%%
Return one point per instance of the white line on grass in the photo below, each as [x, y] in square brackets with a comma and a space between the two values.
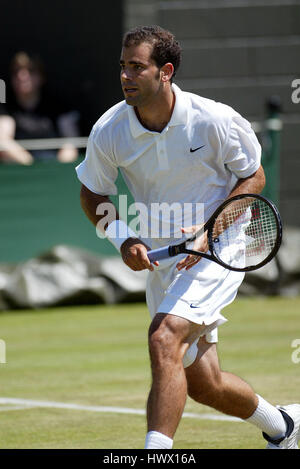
[18, 404]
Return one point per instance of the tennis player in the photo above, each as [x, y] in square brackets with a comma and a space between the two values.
[173, 146]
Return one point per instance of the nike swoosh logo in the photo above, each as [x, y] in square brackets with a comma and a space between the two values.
[195, 149]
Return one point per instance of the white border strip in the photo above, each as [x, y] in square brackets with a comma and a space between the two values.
[10, 403]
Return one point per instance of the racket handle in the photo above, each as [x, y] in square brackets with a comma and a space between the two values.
[159, 254]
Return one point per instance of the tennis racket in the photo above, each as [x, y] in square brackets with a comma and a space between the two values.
[243, 234]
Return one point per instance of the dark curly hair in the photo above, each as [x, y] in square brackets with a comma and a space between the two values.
[165, 47]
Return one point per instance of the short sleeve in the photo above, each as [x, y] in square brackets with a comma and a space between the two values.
[97, 171]
[242, 152]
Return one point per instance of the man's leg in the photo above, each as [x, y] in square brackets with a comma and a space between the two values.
[169, 338]
[223, 391]
[229, 394]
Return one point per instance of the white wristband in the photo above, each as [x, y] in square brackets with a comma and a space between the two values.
[117, 232]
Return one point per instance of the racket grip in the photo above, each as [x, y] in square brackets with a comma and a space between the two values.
[159, 254]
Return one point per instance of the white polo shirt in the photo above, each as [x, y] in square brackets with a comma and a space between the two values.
[197, 158]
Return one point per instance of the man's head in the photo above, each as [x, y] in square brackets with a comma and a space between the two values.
[149, 60]
[27, 74]
[165, 48]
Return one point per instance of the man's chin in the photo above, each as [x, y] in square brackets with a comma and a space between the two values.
[131, 101]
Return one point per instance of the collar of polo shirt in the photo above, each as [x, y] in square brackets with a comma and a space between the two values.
[179, 115]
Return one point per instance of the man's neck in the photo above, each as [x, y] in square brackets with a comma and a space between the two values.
[156, 116]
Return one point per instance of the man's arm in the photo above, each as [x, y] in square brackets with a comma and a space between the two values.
[253, 184]
[133, 250]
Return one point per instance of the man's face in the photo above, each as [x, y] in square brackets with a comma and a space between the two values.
[140, 76]
[26, 81]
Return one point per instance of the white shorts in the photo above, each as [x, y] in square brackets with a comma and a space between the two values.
[198, 295]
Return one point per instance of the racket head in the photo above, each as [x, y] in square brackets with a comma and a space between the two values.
[245, 232]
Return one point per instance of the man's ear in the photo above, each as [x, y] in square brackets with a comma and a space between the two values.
[167, 71]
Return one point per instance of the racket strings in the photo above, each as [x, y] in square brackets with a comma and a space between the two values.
[245, 232]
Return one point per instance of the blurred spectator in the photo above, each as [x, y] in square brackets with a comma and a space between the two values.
[31, 113]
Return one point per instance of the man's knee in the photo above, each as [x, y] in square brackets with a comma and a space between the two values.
[204, 377]
[165, 344]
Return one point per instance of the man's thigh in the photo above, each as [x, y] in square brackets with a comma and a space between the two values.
[205, 370]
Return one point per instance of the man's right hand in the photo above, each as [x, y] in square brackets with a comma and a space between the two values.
[134, 254]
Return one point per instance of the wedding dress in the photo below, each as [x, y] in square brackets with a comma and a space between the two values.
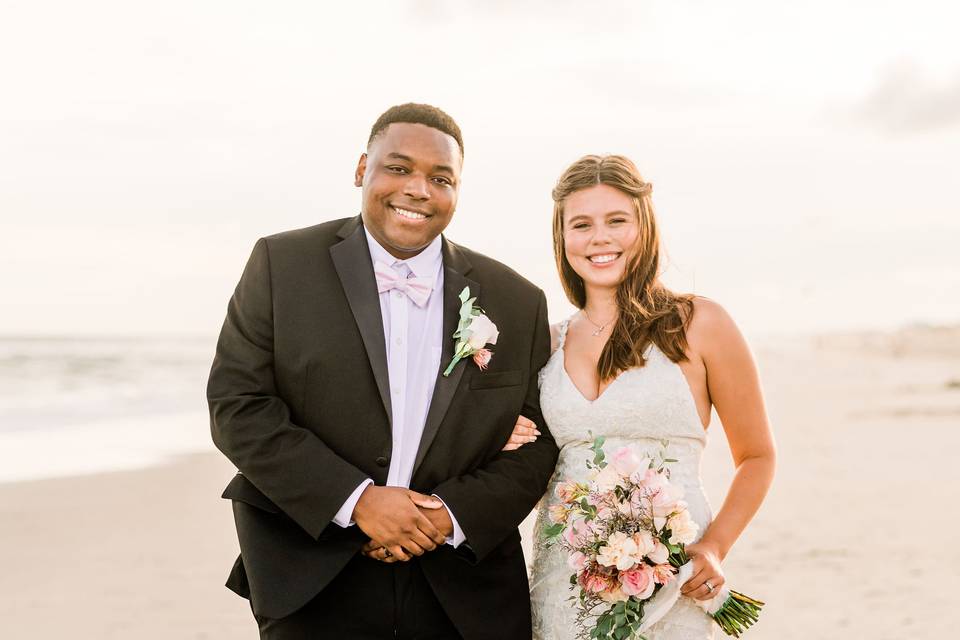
[645, 407]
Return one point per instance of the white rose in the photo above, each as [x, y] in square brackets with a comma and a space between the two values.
[660, 553]
[682, 528]
[607, 479]
[482, 332]
[620, 552]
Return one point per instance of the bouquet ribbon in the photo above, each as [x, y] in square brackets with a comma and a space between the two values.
[669, 593]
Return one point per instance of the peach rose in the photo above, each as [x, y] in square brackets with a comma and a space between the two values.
[638, 582]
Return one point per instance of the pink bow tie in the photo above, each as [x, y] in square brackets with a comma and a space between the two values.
[417, 289]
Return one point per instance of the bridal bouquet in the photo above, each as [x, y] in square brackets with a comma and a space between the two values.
[626, 531]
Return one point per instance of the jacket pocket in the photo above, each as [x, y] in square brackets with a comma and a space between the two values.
[499, 379]
[242, 490]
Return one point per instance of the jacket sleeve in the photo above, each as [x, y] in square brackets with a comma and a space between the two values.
[493, 500]
[251, 424]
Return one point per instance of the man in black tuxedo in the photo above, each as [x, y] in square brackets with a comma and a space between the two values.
[373, 499]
%%
* [Set problem] Print all entries exactly. The images do not belong in the copy.

* [Complete output]
Return one point per instance of the white line on grass in the photo below, each as [x, y] in square brackets with a comma and a space between the two values.
[18, 404]
Return one point per instance of the tennis player in the photo above, each as [x, y] in square brackets with a comma and a space between the two values.
[173, 146]
Return one point per instance of the nike swoosh logo in the photo above, each as [x, y] in square brackets with a comma and a space between the two values.
[195, 149]
Return one point per instance of the white border strip in the photo above, each as [x, y] in square brackets with a comma and a space between the two values.
[10, 403]
Return one point per instance of the racket handle in the photo above, each as [x, y] in square brackets with a comma and a space between the two values.
[159, 254]
Return one point per instance of the tennis racket in the photo above, each as [x, y] in square brackets with a comma and a space between the two values.
[243, 234]
Return one point per instance of the dark curly hair in the photo above, each as [x, y] in square brackets with a comma and a space between the two values.
[165, 47]
Return one point per instance of the short sleeve in the photo above, each as [x, y] in square brackets with a comma and a space between the two values.
[97, 171]
[242, 152]
Return one point per instance of the man's leg in the photo above, each as [x, y] in square brackets with a comma and a space between the two values.
[169, 338]
[223, 391]
[229, 394]
Return one point per instance of the white wristband in the photo above, each as [x, y] in square brackets with a comma and a space between the two values.
[117, 232]
Return one point per instance of the racket grip in the photo above, each as [x, y] in square brackets with a comma and a space between the two values.
[159, 254]
Return one point per instance of the white polo shirt in the photo above, each as [x, y] in square brackets with a comma and a space between the two values.
[197, 158]
Return one point per instance of the man's head in the photo above, each as [x, y] in square brackets with a comma and a space between the two values.
[149, 60]
[27, 74]
[165, 48]
Return one point per instance of the man's chin in the photo above, each as [x, y] in square brackets with a comma and a space between the two values.
[131, 101]
Return one point per instance of the collar of polo shirt in the photo above, each as [x, y] in square brackets with a comma and a space between the two values.
[179, 115]
Return one point per instance of the man's neck in the photo above, each as [x, y] in square brackets with a comma and a space between the two values.
[156, 116]
Return one point per instance of the man's arm in the photo above, each as [x, y] in square brackets with a comma and a space between the two values.
[253, 184]
[133, 250]
Return one point per instance of the man's face in the photo above, each as [x, y] in square brackets with a comma and a space between the two values.
[140, 76]
[26, 81]
Return one point per instance of the white shorts in the photo above, each as [x, y] in square brackets with a comma and a space between the two values.
[198, 295]
Return one point per instance of the racket head in the photo above, each as [x, y] in square brackets with a comma and a space between the two values.
[245, 232]
Return one point per instance of the man's ear in the photo above, each as [x, y] in square brackets with a comma and a space between the two values.
[167, 71]
Return one point per instance of the racket strings in the photo above, each as [x, y] in square brackets with a comma and a space between the two values.
[245, 232]
Return one point per instance of the blurred spectator in the photo above, each as [x, y] in square brackets with a comma and a space between the two values.
[31, 113]
Return one point per instance of the man's knee in the photo above, each as [x, y] in square brackets with a comma and a space between the two values.
[204, 377]
[165, 344]
Return one point per instance of the man's thigh in the photo above, each as [x, y] in square brackets with a comma and a space between the two values.
[205, 370]
Return one point per instance of the man's right hand in the photo above, each as [x, y] in square brackets with a comma and a space between the two values.
[134, 254]
Return one point per instance of the wedding dress in the photo below, each as [x, y] in square brackets with a comma and a space between the two values.
[645, 407]
Return one point per instance of the white rose in the photo above, each as [x, y] in square brackets with a comma and a space between the two values.
[660, 553]
[682, 528]
[607, 479]
[482, 332]
[620, 552]
Return one point per instance of the bouquet ribbon in the photo above, each as [x, y] in square brackets with a comma and a space between the two values.
[669, 593]
Return one point per instance of the peach rose in the photo above, each as [x, y] in square brackets with a comma and a space between the two values.
[638, 582]
Return one point per instance of the pink bow tie in the photo above, each as [x, y] in square brackets with a comma and a space between the two values.
[417, 289]
Return one point per instance of the bridal bouquet in the photo above, each as [x, y] in square brackets with a comma and a space between the two values.
[626, 531]
Return one point per instance of the jacket pocket in the photo above, each as [x, y] in square brackets with a comma and a space between the two values.
[499, 379]
[242, 490]
Return one point per instance of the jacket sleeve in the photo above, each as [x, y] in square brackets with a comma and a space between the two values.
[493, 500]
[251, 424]
Return one point per instance of the man in black tuxedo in the photo above, each as [x, y] in square brackets with a comma and a space between the two values.
[373, 499]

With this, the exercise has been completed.